### Text block ###

When we move students on from block to text programming, we want to transfer the learning that they have made on block coding into text programming. When we are transferring learning we want to transfer knowledge from one context into another. In moving from one context to another we need to think in an analogical manner such that when we know how to solve a problem in one domain we can use it to help us solve a problem in another domain. The use of analogous examples helps learners see the deeper structure. We do this by seeking out deep structures and remove the surface structure of a problem. This approach is called expansive framing and we have expectation of future use in a different context. In contrast, bounded framing does not have utility beyond the current learning. Current learning needs to make connections to earlier contexts from which learners are expected to transfer in knowledge to the new context. Transfer of learning does not happen by itself; the teacher needs to make the connections explicit.
Students learn programming better when they start with
block-based programming (Grover, 2021) because block-based programming makes
the bar to entry in programming more accessible. But students often find it
difficult making the transition from block to text programming. There are lots
of reasons why students find text-based coding more difficult including the
need to memorise syntax and commands (Grover, 2021).
There are lots of approaches that we can take to help support students transfer their knowledge from block to text-based programming. Firstly, we can show the equivalent code written in a block language side-by-side with code written in a text language. This has been shown to improve transfer of learning (Dann et al). Showing same algorithm but coded in different languages forms a mental mapping between the two languages (Wagner et al). For example, we can see Scratch block code and the equivalent text-based Python code below.
print(“What is your
name?”)
name=input()
print (“hello”, name)

### Provided material ###

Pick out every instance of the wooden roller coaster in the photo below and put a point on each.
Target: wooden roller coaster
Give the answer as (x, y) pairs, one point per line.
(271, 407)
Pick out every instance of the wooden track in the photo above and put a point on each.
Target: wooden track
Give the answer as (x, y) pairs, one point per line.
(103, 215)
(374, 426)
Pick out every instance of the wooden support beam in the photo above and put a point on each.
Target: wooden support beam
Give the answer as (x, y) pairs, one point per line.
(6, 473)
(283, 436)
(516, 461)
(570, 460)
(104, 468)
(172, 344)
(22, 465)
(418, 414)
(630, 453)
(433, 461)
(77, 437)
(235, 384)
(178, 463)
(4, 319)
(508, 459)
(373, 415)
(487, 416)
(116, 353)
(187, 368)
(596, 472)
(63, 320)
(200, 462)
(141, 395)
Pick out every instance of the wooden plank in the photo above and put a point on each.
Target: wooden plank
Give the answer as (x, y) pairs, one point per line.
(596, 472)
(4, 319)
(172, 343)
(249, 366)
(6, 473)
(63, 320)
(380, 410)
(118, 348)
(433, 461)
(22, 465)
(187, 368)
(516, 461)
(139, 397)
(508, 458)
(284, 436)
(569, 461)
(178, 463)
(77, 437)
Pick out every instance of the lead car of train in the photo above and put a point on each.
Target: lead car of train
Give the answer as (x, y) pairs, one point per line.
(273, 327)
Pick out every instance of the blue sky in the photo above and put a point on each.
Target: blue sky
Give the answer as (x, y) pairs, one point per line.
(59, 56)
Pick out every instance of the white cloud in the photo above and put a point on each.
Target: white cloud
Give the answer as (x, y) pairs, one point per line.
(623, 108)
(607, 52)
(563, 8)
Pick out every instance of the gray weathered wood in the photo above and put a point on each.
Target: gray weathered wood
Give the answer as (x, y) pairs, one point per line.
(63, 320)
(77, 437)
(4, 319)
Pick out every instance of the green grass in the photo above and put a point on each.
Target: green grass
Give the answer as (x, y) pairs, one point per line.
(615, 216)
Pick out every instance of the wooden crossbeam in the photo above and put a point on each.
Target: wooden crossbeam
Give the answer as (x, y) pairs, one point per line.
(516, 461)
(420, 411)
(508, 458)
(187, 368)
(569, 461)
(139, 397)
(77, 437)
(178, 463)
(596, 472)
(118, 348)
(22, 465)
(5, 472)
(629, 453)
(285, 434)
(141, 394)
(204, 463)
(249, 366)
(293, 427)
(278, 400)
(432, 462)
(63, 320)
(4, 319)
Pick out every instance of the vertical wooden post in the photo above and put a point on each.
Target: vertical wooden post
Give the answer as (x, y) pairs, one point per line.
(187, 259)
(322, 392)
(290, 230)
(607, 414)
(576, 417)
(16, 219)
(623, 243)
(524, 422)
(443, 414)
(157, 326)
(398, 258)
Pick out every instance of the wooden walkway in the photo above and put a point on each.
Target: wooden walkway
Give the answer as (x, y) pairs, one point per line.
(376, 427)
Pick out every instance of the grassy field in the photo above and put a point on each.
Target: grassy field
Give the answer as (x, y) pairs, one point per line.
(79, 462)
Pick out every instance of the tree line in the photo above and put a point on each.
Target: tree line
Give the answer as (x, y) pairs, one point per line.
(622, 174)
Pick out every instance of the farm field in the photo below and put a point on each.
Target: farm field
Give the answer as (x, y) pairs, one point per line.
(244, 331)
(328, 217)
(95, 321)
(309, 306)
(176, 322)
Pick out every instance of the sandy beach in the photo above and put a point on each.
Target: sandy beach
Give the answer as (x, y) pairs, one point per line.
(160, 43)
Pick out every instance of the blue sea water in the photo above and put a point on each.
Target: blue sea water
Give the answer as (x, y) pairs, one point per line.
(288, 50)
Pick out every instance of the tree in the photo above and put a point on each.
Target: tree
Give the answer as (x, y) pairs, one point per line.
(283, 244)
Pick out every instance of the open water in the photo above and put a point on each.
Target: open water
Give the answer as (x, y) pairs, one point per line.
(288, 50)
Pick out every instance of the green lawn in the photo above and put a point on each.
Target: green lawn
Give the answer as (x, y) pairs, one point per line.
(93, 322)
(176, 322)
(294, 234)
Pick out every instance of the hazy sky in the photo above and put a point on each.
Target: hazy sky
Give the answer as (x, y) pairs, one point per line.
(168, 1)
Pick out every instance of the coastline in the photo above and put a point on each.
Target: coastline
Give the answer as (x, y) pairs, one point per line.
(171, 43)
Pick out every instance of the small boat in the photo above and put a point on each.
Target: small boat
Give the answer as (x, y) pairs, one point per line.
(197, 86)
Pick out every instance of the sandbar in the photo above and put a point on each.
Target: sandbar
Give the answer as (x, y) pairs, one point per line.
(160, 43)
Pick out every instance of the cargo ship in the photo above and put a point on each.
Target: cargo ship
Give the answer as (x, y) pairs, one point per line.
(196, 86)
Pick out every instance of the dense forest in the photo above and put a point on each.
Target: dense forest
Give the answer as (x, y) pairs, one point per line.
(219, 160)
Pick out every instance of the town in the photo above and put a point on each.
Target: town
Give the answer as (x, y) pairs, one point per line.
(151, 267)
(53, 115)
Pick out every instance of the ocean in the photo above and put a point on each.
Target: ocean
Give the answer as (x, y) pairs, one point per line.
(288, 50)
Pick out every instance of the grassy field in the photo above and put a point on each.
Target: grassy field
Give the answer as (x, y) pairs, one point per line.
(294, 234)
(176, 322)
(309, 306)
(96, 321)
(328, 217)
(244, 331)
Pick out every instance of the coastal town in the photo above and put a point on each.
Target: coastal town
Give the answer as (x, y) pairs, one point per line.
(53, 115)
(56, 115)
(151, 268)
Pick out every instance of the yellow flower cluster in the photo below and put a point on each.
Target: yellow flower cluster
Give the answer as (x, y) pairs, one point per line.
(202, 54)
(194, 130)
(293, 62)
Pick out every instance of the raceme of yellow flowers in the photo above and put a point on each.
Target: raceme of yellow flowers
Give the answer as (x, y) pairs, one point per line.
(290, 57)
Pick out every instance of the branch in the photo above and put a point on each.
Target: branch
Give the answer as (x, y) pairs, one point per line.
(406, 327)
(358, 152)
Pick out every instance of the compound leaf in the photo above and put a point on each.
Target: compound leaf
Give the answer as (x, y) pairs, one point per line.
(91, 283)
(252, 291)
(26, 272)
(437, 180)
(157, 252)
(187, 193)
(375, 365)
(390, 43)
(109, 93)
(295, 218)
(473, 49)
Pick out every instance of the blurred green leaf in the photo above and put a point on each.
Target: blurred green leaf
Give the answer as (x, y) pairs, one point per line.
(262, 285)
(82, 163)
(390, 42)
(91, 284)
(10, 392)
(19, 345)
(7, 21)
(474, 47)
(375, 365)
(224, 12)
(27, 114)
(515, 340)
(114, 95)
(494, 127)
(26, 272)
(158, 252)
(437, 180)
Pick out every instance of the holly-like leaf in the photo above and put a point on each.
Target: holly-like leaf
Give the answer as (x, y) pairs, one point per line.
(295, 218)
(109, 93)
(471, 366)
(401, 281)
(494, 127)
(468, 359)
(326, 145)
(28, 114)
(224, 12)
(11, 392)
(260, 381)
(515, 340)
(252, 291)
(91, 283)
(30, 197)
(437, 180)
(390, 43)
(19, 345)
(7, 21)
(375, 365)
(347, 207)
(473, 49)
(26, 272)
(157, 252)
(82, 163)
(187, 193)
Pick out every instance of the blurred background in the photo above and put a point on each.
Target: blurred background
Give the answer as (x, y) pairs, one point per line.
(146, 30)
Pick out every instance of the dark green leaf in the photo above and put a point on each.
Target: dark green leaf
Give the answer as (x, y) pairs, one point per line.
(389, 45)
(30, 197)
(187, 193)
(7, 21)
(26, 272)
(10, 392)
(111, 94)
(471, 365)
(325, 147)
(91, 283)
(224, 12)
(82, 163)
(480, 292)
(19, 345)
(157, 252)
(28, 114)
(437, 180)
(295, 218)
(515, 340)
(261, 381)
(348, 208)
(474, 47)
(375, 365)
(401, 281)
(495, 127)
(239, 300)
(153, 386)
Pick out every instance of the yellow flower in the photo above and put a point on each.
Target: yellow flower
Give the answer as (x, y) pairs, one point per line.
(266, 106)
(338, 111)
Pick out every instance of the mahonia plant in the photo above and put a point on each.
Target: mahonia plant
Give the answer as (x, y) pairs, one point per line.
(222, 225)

###

Required actions
1/ In the passage on moving from block to text programming, extract the stretch from "There are lots of" through "name=input()".
2/ The passage on moving from block to text programming describes showing the same algorithm coded in different languages. According to the passage, what does this form?

Answers for the tasks
1/
There are lots of approaches that we can take to help support students transfer their knowledge from block to text-based programming. Firstly, we can show the equivalent code written in a block language side-by-side with code written in a text language. This has been shown to improve transfer of learning (Dann et al). Showing same algorithm but coded in different languages forms a mental mapping between the two languages (Wagner et al). For example, we can see Scratch block code and the equivalent text-based Python code below.
print(“What is your
name?”)
name=input()

2/ A mental mapping between the two languages.